→ Prompt: Starting with the line containing "You are given a photograph. For the wooden" and going on through the end of the data, swap "white door" for "gray door" and reproduce only those lines with nothing else changed.

→ Listed records:
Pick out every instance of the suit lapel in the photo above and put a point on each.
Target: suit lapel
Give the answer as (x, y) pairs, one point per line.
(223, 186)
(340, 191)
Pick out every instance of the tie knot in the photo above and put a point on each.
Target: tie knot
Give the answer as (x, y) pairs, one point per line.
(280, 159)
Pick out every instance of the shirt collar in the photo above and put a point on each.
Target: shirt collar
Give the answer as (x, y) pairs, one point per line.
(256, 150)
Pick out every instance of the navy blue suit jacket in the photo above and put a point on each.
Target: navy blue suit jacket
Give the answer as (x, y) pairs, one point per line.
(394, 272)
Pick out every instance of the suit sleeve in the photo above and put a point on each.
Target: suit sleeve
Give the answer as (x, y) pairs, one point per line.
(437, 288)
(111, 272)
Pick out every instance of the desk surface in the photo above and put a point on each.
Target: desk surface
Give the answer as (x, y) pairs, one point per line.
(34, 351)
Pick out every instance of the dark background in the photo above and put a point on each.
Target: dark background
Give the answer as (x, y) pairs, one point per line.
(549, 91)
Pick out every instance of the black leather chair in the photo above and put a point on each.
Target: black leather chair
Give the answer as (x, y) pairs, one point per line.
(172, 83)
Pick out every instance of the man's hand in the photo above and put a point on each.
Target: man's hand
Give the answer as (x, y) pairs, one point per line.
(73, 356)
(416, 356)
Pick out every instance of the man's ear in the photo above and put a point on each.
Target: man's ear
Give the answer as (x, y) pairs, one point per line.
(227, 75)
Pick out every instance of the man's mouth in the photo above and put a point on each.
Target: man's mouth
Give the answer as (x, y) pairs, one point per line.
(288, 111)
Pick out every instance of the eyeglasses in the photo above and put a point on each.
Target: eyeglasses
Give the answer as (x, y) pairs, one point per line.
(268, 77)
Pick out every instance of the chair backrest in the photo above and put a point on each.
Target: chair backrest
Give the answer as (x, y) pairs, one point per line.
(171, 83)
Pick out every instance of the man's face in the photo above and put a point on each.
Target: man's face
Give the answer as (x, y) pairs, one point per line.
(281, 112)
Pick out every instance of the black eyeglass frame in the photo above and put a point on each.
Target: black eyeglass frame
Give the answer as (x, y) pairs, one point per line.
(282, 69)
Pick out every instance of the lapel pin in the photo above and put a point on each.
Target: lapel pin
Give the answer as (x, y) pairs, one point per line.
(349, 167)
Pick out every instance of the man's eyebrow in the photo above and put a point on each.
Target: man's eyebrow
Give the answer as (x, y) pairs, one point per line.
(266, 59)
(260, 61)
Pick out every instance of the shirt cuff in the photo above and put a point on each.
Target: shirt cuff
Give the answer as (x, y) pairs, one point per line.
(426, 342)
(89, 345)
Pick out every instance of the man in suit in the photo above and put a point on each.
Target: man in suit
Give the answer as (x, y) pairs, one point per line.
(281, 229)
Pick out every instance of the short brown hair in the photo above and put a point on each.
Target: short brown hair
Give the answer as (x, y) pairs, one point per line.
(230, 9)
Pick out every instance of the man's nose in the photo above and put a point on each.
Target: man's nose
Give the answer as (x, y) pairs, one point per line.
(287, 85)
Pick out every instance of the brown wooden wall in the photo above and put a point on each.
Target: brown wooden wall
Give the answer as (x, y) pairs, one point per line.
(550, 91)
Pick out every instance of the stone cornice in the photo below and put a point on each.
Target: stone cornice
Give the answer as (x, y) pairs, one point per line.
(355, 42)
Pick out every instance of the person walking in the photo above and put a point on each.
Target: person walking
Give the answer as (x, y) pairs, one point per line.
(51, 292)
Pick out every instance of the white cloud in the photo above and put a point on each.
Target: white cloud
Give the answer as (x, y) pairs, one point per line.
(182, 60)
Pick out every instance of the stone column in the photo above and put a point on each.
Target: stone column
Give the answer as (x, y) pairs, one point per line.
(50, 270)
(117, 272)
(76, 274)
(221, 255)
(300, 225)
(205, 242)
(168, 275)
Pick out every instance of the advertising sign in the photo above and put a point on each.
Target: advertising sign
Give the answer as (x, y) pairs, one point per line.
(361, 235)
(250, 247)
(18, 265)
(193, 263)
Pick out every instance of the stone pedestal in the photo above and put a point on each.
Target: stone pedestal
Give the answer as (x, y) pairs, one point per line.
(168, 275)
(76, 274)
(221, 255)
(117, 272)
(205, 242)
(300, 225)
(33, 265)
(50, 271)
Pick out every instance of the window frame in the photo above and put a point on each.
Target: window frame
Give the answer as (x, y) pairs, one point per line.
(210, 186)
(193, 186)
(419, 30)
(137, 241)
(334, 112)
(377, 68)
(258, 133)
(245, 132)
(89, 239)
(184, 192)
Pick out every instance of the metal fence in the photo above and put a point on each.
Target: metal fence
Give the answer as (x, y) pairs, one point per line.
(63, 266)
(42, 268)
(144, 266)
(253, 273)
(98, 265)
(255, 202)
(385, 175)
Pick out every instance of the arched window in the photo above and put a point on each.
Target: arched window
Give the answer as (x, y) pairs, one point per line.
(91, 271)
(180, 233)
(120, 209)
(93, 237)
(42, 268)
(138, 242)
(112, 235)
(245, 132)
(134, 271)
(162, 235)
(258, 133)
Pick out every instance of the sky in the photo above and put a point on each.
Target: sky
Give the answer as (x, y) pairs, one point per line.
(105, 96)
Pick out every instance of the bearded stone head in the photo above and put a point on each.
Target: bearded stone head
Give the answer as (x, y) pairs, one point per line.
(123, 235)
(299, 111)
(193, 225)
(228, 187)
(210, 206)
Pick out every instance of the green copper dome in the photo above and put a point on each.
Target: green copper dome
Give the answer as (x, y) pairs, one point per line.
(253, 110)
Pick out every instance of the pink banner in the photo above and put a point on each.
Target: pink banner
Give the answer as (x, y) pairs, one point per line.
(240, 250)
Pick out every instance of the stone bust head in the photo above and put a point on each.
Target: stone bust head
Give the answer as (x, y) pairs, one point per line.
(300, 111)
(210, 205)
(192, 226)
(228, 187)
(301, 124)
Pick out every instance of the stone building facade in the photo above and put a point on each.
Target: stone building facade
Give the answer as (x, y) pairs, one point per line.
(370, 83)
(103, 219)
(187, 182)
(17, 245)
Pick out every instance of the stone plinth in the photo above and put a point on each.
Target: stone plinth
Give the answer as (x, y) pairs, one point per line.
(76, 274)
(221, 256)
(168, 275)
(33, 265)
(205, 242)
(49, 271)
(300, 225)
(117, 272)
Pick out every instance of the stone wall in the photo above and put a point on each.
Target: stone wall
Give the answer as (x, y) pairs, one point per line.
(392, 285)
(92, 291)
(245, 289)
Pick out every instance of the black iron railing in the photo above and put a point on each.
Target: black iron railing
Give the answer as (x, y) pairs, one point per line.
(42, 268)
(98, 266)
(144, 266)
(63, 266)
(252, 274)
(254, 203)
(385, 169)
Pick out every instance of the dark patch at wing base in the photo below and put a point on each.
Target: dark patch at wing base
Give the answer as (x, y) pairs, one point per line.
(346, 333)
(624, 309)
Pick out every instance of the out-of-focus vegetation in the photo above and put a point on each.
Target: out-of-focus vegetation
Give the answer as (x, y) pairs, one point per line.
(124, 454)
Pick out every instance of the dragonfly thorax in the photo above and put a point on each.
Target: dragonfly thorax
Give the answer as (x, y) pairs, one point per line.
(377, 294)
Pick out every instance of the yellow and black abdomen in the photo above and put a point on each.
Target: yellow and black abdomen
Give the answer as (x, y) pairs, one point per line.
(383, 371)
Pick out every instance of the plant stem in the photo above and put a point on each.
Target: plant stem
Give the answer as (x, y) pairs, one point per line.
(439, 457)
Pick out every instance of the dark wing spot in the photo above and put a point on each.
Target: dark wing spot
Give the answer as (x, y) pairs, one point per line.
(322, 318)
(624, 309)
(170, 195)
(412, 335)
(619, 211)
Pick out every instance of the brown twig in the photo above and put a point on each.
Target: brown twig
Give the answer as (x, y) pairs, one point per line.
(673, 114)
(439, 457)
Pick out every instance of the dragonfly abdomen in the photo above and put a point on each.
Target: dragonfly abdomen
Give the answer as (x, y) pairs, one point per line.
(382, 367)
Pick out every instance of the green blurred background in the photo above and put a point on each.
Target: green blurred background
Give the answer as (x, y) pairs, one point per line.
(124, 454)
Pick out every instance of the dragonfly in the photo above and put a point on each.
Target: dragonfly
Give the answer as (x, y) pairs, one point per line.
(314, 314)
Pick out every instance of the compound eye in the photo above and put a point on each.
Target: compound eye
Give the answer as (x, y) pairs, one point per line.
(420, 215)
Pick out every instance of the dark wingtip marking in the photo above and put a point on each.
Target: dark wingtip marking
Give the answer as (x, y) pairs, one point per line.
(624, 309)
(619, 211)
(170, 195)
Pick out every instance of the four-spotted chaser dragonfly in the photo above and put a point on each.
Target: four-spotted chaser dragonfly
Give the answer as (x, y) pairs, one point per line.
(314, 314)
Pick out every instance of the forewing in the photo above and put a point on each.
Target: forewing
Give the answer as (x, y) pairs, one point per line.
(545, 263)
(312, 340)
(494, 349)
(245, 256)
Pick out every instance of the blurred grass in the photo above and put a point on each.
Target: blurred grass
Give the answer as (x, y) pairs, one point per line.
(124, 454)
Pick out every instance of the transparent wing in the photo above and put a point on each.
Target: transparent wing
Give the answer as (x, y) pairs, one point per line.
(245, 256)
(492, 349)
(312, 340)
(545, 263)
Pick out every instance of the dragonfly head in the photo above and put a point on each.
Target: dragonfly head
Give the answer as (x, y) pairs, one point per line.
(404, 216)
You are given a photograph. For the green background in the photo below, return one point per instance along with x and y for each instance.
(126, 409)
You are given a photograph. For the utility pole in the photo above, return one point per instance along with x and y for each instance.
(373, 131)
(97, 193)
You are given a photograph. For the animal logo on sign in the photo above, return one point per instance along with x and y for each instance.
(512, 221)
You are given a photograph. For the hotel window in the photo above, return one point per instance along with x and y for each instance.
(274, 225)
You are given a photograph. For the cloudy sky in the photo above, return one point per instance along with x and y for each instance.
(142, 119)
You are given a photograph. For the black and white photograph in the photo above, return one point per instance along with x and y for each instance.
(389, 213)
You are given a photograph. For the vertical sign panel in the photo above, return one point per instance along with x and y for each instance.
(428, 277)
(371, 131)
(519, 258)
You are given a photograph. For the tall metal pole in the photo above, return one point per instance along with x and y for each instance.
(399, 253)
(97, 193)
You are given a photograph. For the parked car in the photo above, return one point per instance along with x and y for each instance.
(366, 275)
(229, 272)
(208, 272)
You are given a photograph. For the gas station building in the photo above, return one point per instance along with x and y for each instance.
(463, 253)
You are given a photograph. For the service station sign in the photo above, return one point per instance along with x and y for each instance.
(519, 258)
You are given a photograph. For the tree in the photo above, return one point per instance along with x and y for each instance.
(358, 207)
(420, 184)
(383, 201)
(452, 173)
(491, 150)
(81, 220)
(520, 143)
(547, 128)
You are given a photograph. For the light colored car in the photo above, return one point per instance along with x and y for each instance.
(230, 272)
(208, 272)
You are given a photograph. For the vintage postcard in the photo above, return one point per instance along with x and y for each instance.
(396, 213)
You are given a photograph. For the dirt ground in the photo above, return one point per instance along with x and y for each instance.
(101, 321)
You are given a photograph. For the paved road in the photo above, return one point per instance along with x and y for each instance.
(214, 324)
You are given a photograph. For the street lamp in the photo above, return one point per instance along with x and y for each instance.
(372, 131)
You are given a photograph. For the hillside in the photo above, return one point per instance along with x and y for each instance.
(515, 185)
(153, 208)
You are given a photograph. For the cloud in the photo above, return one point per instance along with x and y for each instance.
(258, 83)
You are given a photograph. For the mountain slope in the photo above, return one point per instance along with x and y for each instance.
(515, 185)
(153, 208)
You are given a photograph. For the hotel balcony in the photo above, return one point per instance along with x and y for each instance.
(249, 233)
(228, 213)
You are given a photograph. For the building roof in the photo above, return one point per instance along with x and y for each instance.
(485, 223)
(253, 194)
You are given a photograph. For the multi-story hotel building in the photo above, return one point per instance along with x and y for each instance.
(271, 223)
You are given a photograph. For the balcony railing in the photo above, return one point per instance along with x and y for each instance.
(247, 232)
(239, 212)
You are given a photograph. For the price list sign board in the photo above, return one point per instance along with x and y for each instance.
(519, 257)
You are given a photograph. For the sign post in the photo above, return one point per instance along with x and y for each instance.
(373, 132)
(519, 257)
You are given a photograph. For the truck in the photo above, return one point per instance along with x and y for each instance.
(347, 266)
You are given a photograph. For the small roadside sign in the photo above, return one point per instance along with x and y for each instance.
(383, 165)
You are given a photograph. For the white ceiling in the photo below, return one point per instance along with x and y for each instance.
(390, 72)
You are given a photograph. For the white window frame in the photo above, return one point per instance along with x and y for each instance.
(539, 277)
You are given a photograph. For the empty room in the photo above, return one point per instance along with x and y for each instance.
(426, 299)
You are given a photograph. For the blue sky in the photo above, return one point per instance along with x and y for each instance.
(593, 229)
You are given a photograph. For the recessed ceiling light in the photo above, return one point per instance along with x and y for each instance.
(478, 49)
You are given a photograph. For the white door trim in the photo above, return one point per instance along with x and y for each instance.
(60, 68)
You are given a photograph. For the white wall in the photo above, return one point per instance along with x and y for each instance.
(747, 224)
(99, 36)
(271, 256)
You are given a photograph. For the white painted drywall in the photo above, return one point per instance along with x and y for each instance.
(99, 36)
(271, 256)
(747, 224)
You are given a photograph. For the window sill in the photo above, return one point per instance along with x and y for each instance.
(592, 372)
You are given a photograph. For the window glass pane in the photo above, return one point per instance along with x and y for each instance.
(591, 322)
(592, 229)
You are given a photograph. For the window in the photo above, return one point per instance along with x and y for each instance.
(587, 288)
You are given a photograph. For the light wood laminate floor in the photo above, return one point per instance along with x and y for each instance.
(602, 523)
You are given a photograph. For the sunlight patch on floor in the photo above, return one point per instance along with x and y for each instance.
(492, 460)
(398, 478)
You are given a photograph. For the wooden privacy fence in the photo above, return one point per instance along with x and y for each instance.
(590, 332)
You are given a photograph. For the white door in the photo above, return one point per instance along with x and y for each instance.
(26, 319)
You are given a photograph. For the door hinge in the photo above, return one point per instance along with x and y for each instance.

→ Exercise solution:
You are given a photograph. For the wooden privacy fence in the photo above, return one point per instance along with x and y for each instance.
(590, 332)
You are given a photograph. For the gray door in the photo above, return one point per instance along with x and y for each instance.
(26, 319)
You are given a photograph. For the door hinge in the photo above, return one point per instance along with x and y for each instance.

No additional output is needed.